Rewrite the text on Mongolia and Turkey between "Mongolia and Turkey" and "culture and border.", inclusive, substituting "consulates" for "embassies".

▶ _Provided passage_
################

Mongolia and Turkey have respective embassies in each other's capitals.

History

The Mongols and Turks have developed a strong relationship. Both peoples were commonly nomadic peoples despite ethnic differences, and the cultural sprachbund evolved into a mixture of alliance and conflicts. The Xiongnu people were thought to be the ancestors of modern Mongols and Turks. Both Turks and Mongols view themselves nomadic warriors, and, for a long time, developed a history of fostering alliance against various Chinese Empires in its attempts to preserve its culture and border.

The two peoples also shared a common Turko-Mongol tradition, which gradually developed into the common sense of reverence to Tengrism, with a strong pride based on freedom and honors (however, there are also well documented barbarity and destruction under the Mongol Empire in both Asia and Europe). The belief managed to survive even when the Mongols and Turks adopted other religions, Buddhism and Islam, respectively.

When Genghis Khan established the Mongol Empire, the Turks were split between alliance and hostility. A number of Turkic tribes allied with the Mongol Empire, owning by cultural commonalities; while a number of Turkic tribes rose up and fought against the Mongol rulers, continuing the nomadic traditions. This had continued with various Turko-Mongol governments like Golden Horde, Timurid Empire, the Mughal Empire until the rise of Ottoman Empire, in yet another product of a Turko-Mongol dynasty.

################

Segmentation dataset excerpts
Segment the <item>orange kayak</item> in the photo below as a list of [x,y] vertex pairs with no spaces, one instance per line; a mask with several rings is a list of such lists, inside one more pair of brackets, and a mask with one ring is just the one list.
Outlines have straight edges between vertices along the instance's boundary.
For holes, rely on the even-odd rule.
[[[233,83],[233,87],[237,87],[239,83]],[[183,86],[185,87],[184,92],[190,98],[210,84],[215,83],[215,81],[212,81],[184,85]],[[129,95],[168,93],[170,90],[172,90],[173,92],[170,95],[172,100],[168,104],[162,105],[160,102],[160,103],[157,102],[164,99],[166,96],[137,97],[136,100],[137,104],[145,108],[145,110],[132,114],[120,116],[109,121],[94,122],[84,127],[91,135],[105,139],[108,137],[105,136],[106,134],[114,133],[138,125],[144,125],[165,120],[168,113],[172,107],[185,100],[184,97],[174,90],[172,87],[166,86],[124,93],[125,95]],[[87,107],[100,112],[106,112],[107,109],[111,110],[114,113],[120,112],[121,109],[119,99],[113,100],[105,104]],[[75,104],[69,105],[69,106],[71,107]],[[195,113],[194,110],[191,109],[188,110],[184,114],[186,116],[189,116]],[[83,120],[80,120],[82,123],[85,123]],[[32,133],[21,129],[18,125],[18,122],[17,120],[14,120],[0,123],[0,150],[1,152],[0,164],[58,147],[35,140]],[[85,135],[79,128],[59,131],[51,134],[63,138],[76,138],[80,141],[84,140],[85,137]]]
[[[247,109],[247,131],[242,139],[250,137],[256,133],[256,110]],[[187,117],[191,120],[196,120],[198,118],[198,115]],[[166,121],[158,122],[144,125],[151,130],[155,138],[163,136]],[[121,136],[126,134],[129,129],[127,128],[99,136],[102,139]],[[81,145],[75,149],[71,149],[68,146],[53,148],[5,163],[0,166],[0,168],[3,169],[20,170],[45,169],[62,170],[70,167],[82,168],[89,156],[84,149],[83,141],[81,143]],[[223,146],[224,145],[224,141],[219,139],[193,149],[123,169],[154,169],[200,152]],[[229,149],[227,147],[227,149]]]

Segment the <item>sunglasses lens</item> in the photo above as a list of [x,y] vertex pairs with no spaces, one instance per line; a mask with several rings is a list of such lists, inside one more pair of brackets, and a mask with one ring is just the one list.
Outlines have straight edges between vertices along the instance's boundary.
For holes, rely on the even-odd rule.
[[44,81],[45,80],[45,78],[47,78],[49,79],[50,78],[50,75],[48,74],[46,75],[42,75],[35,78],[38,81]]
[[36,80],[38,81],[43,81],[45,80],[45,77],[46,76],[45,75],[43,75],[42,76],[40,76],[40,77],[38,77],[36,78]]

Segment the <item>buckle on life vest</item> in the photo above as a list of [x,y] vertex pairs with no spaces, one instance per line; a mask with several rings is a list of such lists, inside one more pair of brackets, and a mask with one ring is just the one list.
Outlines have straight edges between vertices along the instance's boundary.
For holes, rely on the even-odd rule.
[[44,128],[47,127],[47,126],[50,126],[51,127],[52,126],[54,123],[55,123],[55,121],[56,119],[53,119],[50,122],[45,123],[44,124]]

################

▶ _Response below_
Mongolia and Turkey have respective consulates in each other's capitals.

History

The Mongols and Turks have developed a strong relationship. Both peoples were commonly nomadic peoples despite ethnic differences, and the cultural sprachbund evolved into a mixture of alliance and conflicts. The Xiongnu people were thought to be the ancestors of modern Mongols and Turks. Both Turks and Mongols view themselves nomadic warriors, and, for a long time, developed a history of fostering alliance against various Chinese Empires in its attempts to preserve its culture and border.